_DESCRIPTION OF THE TASK_
Please retype the listing exactly as it appears, skipping each picture.

_TASK INPUTS_
--- START ---

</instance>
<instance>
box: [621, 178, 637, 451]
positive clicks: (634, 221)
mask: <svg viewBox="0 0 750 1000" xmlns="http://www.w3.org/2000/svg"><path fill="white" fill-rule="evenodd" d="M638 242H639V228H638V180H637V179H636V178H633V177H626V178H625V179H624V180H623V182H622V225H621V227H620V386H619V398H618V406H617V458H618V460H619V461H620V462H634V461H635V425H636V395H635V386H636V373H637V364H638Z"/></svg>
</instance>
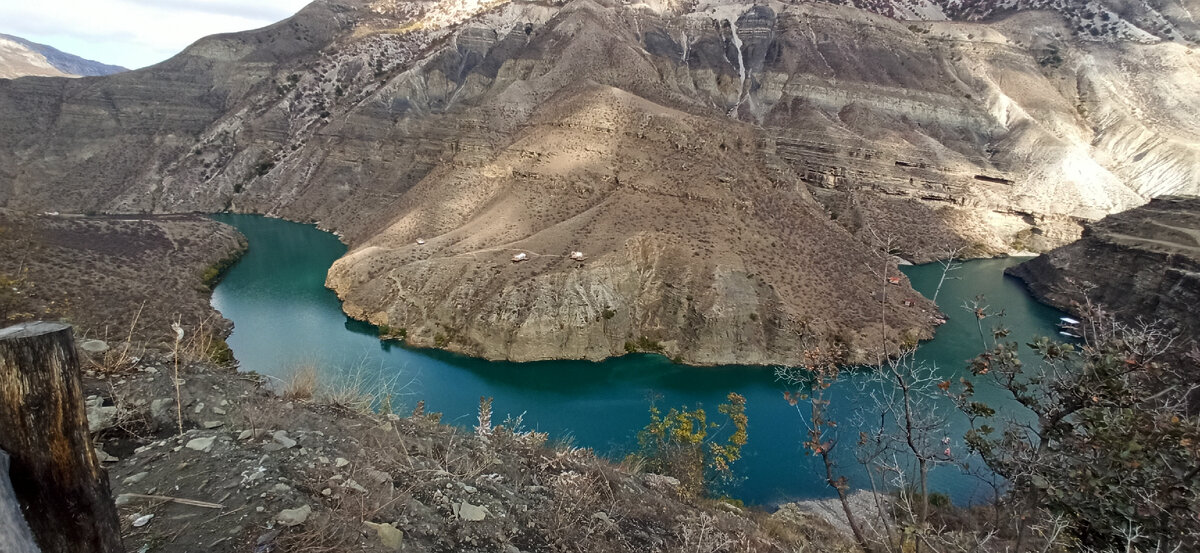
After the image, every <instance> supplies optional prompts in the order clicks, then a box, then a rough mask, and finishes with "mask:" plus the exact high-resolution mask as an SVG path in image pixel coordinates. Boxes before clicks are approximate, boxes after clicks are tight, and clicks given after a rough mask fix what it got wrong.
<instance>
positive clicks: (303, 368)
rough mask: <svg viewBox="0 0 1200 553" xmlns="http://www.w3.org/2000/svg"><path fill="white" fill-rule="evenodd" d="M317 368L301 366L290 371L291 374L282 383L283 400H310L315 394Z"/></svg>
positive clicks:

--- END ---

_SOLUTION TO THE EXERCISE_
</instance>
<instance>
box: [621, 178, 637, 451]
positive clicks: (634, 221)
mask: <svg viewBox="0 0 750 1000" xmlns="http://www.w3.org/2000/svg"><path fill="white" fill-rule="evenodd" d="M638 242H639V228H638V180H637V179H636V178H633V177H626V178H625V179H624V180H623V182H622V225H621V227H620V386H619V398H618V406H617V458H618V460H619V461H620V462H634V461H635V425H636V395H635V386H636V373H637V364H638Z"/></svg>
</instance>
After the image, every <instance> supplies optional prompts in the order clicks, then a box, then a rough mask, and finishes with "mask:" plus the exact high-resolution mask as an SVG path in image pixel coordinates. Boxes before clicks are approximate, boxes after clicks are tight, and clicks given after a rough mask fix what it got wrong.
<instance>
positive clicks: (303, 368)
rough mask: <svg viewBox="0 0 1200 553" xmlns="http://www.w3.org/2000/svg"><path fill="white" fill-rule="evenodd" d="M317 368L301 366L290 371L291 374L282 383L283 400H310L315 394Z"/></svg>
positive clicks:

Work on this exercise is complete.